(WRITTEN INSTRUCTION): Give all of the lines again, with nothing added or dropped.

>> start PROVIDED DATA

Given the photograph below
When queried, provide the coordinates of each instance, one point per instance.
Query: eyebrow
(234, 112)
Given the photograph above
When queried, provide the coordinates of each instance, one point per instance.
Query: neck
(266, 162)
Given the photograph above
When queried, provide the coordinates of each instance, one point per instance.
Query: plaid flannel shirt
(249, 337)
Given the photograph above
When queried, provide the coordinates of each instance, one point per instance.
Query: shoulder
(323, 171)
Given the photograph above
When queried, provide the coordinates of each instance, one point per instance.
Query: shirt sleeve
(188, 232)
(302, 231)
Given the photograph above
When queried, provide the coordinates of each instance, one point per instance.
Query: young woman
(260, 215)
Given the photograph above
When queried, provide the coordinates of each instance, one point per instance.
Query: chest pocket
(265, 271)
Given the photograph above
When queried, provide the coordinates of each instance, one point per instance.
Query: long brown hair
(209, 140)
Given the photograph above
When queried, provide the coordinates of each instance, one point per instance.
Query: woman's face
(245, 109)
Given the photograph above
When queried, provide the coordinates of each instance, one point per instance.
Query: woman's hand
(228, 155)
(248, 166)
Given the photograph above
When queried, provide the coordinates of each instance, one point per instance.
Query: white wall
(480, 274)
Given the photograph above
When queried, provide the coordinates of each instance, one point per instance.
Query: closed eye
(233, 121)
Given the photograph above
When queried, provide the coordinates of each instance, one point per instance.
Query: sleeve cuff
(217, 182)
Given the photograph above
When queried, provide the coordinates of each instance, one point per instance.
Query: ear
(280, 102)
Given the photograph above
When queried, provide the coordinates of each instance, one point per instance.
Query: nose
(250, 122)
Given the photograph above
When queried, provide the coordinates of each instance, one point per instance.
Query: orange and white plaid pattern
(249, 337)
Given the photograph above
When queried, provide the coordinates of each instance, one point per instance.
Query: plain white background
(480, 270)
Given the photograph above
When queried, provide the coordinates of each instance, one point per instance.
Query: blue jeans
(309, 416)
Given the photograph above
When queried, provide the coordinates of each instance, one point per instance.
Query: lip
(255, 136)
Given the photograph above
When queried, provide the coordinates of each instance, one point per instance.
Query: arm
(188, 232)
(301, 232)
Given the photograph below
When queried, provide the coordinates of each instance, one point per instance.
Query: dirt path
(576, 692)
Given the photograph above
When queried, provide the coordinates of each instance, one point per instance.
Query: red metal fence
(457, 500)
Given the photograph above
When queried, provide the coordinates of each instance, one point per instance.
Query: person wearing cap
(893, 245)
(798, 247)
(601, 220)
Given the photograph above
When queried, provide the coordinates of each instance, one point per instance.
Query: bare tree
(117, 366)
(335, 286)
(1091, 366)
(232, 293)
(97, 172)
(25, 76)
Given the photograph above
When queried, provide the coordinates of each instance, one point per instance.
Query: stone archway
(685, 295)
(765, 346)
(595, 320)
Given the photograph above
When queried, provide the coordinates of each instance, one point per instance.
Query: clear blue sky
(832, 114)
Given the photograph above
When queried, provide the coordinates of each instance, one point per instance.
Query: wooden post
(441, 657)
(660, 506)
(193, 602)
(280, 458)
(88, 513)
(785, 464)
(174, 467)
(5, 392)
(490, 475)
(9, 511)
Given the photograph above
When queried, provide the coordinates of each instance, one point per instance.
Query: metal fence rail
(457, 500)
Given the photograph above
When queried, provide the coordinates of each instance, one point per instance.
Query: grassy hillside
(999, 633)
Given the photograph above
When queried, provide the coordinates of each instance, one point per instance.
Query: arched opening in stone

>> end PROVIDED DATA

(COMPLETE OUTPUT):
Given the photograph below
When queried, provide the coordinates of each instance, one point per instance.
Query: eyebrow
(234, 112)
Given the photograph above
When queried, provide the coordinates of each instance, one point per instance.
Query: neck
(266, 162)
Given the photograph above
When queried, provide the coordinates of each instance, one point per instance.
Query: plaid flannel shirt
(249, 337)
Given the photograph above
When queried, provide the coordinates of each instance, one point per instance.
Query: shoulder
(323, 171)
Given the photograph above
When queried, provide the coordinates of each instance, one point per instance.
Query: shirt sleeve
(188, 232)
(302, 231)
Given the photograph above
When queried, provide the coordinates of each instance, one point per instance.
Query: young woman
(260, 215)
Given the photograph above
When queried, provide the coordinates of each instance, one point per instance.
Query: chest pocket
(265, 271)
Given the photograph above
When queried, provide the coordinates of each instance, one point per instance.
Query: long brown hair
(209, 140)
Given the photograph above
When queried, provide the coordinates of each instance, one point per instance.
Query: woman's face
(245, 109)
Given the photograph above
When queried, provide the coordinates of each instance, one point per instance.
Query: woman's hand
(228, 155)
(248, 166)
Given the photograph above
When queried, provide the coordinates of each instance, one point per instance.
Query: white wall
(480, 274)
Given the photograph above
When queried, provide the coordinates of each instance, one point per instance.
Query: closed eye
(233, 121)
Given the photograph above
When queried, provide the coordinates of each instance, one point per instance.
Query: sleeve cuff
(217, 182)
Given the photograph above
When queried, provide the coordinates of each instance, one point per instance.
Query: ear
(280, 102)
Given the photograph above
When queried, provide the coordinates of each instance, one point per instance.
Query: nose
(250, 122)
Given the photograph above
When queried, provide the coordinates of each instance, one point per instance.
Query: orange and white plaid pattern
(249, 337)
Given the photograph above
When queried, provide the coordinates of each instance, one point per instance.
Query: plain white background
(480, 270)
Given the photograph above
When queried, provide the coordinates of each instance, one point per instance.
Query: blue jeans
(309, 416)
Given the photograph above
When queried, provide the coordinates of each instance, one point per instance.
Query: lip
(255, 136)
Given the photograph above
When queried, provide the coordinates of each instance, one point per instance.
Query: arm
(188, 232)
(301, 232)
Given the photograph below
When queried, provide the coordinates of each instance, one point per instance.
Query: dirt path
(576, 692)
Given the photograph above
When queried, provide the coordinates of each instance, one point per instance.
Query: red metal fence
(457, 500)
Given the photograph above
When queried, provide the coordinates of each instance, one point per instance.
Query: person wearing cap
(893, 245)
(798, 247)
(601, 220)
Given the photograph above
When queried, provide the coordinates of each instance, one point per instance.
Query: bare tree
(117, 366)
(335, 286)
(1091, 366)
(232, 293)
(97, 172)
(25, 76)
Given the photograph above
When queried, provide the coordinates of each instance, one point per instance.
Query: stone archway
(685, 295)
(765, 346)
(595, 320)
Given the photograph above
When queried, provide the coordinates of each instance, one point per instance.
Query: clear blue sky
(832, 114)
Given the photograph above
When queried, provide the coordinates of each instance, one point per instance.
Query: wooden post
(441, 657)
(660, 506)
(193, 602)
(280, 458)
(88, 513)
(785, 464)
(174, 467)
(5, 392)
(490, 475)
(9, 511)
Given the photograph above
When queried, provide the coordinates of each instance, one point per instance.
Query: metal fence rail
(457, 500)
Given the photograph above
When queried, provide the coordinates of each instance, one point per instance.
Query: grassy hillside
(999, 633)
Given the photograph above
When queried, provide the coordinates of each instance, one point per instance.
Query: arched opening in stone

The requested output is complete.